Your answer should repeat every record verbatim.

*** Extracted information ***

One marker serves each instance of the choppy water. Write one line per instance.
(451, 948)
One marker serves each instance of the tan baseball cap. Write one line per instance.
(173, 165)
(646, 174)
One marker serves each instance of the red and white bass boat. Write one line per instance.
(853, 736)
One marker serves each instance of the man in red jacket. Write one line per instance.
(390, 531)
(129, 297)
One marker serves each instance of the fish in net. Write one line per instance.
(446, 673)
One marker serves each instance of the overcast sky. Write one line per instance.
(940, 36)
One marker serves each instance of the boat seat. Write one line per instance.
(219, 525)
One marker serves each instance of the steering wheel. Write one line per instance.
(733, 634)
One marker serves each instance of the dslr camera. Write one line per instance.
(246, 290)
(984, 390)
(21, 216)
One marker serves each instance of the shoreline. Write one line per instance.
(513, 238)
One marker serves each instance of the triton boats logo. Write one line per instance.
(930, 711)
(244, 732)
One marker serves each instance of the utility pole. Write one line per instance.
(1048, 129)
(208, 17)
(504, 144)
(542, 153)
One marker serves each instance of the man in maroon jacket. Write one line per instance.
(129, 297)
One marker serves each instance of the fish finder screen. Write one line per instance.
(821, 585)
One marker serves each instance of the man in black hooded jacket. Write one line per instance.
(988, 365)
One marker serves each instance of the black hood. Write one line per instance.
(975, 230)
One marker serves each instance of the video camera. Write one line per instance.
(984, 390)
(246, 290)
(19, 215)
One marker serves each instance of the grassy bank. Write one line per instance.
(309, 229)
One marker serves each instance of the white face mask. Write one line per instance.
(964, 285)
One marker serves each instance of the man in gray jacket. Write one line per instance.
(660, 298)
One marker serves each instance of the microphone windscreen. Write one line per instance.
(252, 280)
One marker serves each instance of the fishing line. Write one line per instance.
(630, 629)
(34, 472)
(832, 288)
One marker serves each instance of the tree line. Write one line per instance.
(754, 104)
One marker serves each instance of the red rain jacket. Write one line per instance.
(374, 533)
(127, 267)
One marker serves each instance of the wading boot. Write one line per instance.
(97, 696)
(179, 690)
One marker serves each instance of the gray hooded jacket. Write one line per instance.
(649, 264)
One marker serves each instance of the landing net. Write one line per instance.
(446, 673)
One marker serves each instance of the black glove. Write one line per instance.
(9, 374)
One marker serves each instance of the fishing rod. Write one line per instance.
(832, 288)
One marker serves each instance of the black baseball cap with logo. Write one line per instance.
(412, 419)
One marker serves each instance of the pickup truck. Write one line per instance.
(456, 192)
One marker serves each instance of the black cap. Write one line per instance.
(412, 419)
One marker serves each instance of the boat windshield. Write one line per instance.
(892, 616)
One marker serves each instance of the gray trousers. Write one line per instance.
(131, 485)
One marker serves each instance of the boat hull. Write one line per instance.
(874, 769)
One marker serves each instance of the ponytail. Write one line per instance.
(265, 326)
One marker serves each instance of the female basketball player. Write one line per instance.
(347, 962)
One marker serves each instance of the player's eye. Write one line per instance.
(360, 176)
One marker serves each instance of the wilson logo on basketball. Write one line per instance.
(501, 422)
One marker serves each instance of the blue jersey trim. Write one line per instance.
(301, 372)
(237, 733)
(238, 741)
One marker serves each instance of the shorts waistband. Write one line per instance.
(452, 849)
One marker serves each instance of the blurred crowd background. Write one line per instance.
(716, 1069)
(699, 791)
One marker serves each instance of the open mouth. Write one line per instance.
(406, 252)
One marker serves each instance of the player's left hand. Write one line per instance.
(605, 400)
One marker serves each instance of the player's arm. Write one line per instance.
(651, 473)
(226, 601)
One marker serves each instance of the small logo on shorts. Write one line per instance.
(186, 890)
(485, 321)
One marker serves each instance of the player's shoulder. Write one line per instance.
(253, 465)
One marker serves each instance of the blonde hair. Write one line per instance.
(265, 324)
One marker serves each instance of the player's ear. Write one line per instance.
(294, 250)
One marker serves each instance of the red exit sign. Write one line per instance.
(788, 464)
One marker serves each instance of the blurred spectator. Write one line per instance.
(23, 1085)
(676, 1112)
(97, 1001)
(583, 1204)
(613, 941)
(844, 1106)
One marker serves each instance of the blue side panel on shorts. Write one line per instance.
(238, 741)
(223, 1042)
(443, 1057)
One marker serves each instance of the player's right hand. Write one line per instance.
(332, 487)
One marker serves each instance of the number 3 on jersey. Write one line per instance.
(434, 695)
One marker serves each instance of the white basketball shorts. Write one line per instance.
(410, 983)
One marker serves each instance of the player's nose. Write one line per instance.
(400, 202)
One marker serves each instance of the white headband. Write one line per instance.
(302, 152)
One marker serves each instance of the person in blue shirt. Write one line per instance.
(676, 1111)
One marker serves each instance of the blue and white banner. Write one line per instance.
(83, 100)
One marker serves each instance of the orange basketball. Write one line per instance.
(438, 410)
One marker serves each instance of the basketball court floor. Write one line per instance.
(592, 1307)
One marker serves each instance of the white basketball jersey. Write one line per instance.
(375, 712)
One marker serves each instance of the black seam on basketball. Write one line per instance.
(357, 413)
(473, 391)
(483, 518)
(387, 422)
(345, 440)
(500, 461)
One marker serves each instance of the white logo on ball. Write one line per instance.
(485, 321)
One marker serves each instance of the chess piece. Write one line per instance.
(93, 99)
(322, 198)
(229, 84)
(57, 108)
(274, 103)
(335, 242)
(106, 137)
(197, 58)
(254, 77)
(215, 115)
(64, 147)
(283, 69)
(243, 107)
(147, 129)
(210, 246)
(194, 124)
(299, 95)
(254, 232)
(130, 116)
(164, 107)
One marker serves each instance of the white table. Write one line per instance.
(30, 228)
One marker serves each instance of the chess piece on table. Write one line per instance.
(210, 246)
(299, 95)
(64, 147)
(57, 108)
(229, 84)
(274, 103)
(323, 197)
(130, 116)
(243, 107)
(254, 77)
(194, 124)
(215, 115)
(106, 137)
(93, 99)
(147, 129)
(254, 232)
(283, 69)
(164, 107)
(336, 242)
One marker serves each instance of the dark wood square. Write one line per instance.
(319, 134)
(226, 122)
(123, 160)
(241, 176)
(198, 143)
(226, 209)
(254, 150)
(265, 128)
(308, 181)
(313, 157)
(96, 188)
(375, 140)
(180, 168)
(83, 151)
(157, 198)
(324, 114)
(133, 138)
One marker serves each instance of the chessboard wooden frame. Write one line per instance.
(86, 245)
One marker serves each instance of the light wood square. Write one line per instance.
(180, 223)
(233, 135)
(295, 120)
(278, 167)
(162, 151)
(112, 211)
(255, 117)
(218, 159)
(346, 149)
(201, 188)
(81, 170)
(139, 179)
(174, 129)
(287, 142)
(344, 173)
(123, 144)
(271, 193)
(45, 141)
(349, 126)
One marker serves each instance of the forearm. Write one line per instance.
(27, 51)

*** End of Extracted information ***

- _Output below_:
One marker serves each instance of the choppy water. Write one line per instance.
(451, 948)
One marker serves each instance of the tan baseball cap. Write one line per instance.
(173, 165)
(646, 174)
One marker serves each instance of the red and white bass boat. Write one line per instance.
(853, 736)
One marker serves each instance of the man in red jacket. Write one line per instance.
(390, 531)
(129, 297)
One marker serves each instance of the fish in net. Write one line per instance.
(446, 673)
One marker serves each instance of the overcast sky. Write one line per instance.
(940, 36)
One marker serves each instance of the boat seat. Write one line per instance.
(219, 525)
One marker serves each instance of the steering wheel. Write one line per instance.
(733, 634)
One marker serves each instance of the dslr camera. Write one line per instance.
(246, 290)
(984, 390)
(21, 216)
One marker serves each instance of the shoreline. Write one line per instance.
(513, 238)
One marker serves each instance of the triton boats logo. Write one line per instance.
(930, 711)
(244, 732)
One marker serves each instance of the utility pole. Write one line per instance.
(1048, 129)
(208, 17)
(504, 144)
(542, 153)
One marker serves each instance of the man in maroon jacket. Write one line per instance.
(129, 297)
One marker serves each instance of the fish finder screen. Write one line per instance.
(821, 585)
One marker serves each instance of the man in black hooded jacket. Write one line per instance.
(988, 365)
One marker serves each instance of the black hood. Write one line per instance.
(975, 230)
One marker serves each instance of the video camera. Write one line per instance.
(984, 390)
(246, 290)
(19, 215)
One marker serves each instance of the grassy bank. Write one line per instance.
(309, 229)
One marker serves each instance of the white face mask. Write one line per instance.
(964, 285)
One marker serves each instance of the man in gray jacket. Write one line per instance.
(660, 298)
One marker serves each instance of the microphone windscreen. Write one line per instance.
(252, 280)
One marker serves each instance of the fishing line. Write one line per instance.
(630, 629)
(34, 472)
(832, 288)
One marker serves each instance of the tree line. Write one line per instance.
(754, 104)
One marker serves each instance of the red rain jacket. Write one line per instance.
(374, 533)
(127, 267)
One marker serves each instance of the wading boot. Write one line per instance.
(97, 696)
(179, 690)
One marker serves each instance of the gray hooded jacket. Write one line per instance.
(649, 264)
One marker serves each instance of the landing net. Write one line per instance.
(446, 673)
One marker serves each instance of the black glove. Write one line per instance.
(9, 374)
One marker serves each instance of the fishing rod. Write one line per instance.
(832, 288)
One marker serves each instance of the black baseball cap with logo. Write one line per instance.
(412, 419)
One marker serves each instance of the pickup truck. Write one line per instance.
(456, 192)
One marker serves each instance of the black cap. Write one line per instance.
(412, 419)
One marker serves each instance of the boat windshield. Write one line per instance.
(892, 616)
One marker serves each instance of the gray trousers. Write one line per instance.
(131, 485)
One marker serves each instance of the boat hull. Write one line per instance.
(874, 769)
One marker serves each instance of the ponytail. Write one line per instance.
(265, 326)
One marker serves each instance of the female basketball player. Write one line per instance.
(347, 962)
One marker serves each instance of the player's eye. Write one line per instance.
(360, 176)
One marker serves each instance of the wilson logo on basketball. Write one line per instance.
(501, 422)
One marker serves each instance of the blue jersey trim. Write one line per instance.
(301, 372)
(237, 733)
(238, 741)
One marker serves each instance of the shorts waistband. Write one line per instance.
(452, 849)
One marker serves each instance of the blurred crowd background. Write one line per instance.
(716, 1069)
(699, 791)
One marker serves each instance of the open mouth. Write one line per instance.
(406, 252)
One marker serves each instance of the player's left hand. Write one line per instance.
(605, 400)
One marker serves each instance of the player's arm. Write one line per instance.
(651, 473)
(226, 601)
One marker serves each instance of the small logo on shorts. Write one line per instance.
(186, 890)
(485, 321)
One marker serves each instance of the player's shoulder. Write one line per instance.
(253, 465)
One marker serves each instance of the blonde hair. Write one line per instance.
(265, 324)
One marker serves each instance of the player's ear. Write one line per instance.
(294, 250)
One marker serves each instance of the red exit sign. Write one line per instance.
(788, 464)
One marker serves each instance of the blurred spectator. Write one line per instance.
(23, 1085)
(676, 1112)
(97, 1001)
(583, 1204)
(613, 941)
(844, 1106)
One marker serves each instance of the blue side panel on shorts. Write one line per instance.
(238, 741)
(223, 1042)
(443, 1057)
One marker serves each instance of the player's right hand. Write one line per instance.
(332, 487)
One marker serves each instance of the number 3 on jersey. Write one line per instance.
(434, 695)
One marker serves each instance of the white basketball shorts. Write one line per instance.
(410, 983)
One marker serves each instance of the player's nose. Write one line per instance.
(400, 202)
One marker serves each instance of the white headband. Write one line per instance.
(302, 152)
One marker serves each instance of the person in blue shirt. Write one line per instance.
(676, 1111)
One marker serves each instance of the blue and white banner. Write one line per instance.
(83, 100)
One marker serves each instance of the orange basketball. Write one line per instance.
(438, 410)
One marker serves each instance of the basketball court floor. Write one line per instance.
(592, 1307)
One marker serves each instance of the white basketball jersey. Write one line per instance.
(375, 712)
One marker serves each instance of the black seam on basketball. Write one line per instance.
(357, 413)
(473, 391)
(483, 518)
(387, 422)
(345, 440)
(500, 461)
One marker serves each instance of the white logo on ball. Write one line per instance.
(485, 321)
One marker serves each instance of the chess piece. Write one line per instance.
(93, 99)
(322, 198)
(229, 84)
(57, 108)
(274, 103)
(335, 242)
(106, 137)
(197, 58)
(254, 77)
(215, 115)
(64, 147)
(283, 69)
(243, 107)
(147, 129)
(210, 246)
(194, 124)
(299, 95)
(254, 232)
(130, 116)
(164, 107)
One marker serves each instance of the white table. Write one line per instance.
(30, 228)
One marker serves each instance of the chess piece on table. Write one line per instance.
(210, 246)
(299, 95)
(64, 147)
(57, 108)
(229, 84)
(274, 103)
(323, 197)
(130, 116)
(243, 107)
(254, 77)
(194, 124)
(215, 115)
(106, 137)
(93, 99)
(147, 129)
(254, 232)
(283, 69)
(164, 107)
(336, 242)
One marker serves each instance of the dark wood square. Write one line per instance.
(319, 134)
(226, 122)
(123, 160)
(241, 176)
(198, 143)
(226, 209)
(254, 150)
(265, 128)
(308, 181)
(313, 157)
(96, 188)
(375, 140)
(180, 168)
(83, 151)
(157, 198)
(324, 114)
(133, 138)
One marker serves each instance of the chessboard wooden frame. Write one line per instance.
(86, 245)
One marker serves each instance of the light wood square. Write one line per instance.
(180, 223)
(233, 135)
(295, 120)
(278, 167)
(162, 151)
(112, 211)
(255, 117)
(218, 159)
(346, 149)
(201, 188)
(81, 170)
(139, 179)
(174, 129)
(287, 142)
(344, 173)
(123, 144)
(271, 193)
(45, 141)
(349, 126)
One marker serves each instance of the forearm. Write one line per instance.
(27, 51)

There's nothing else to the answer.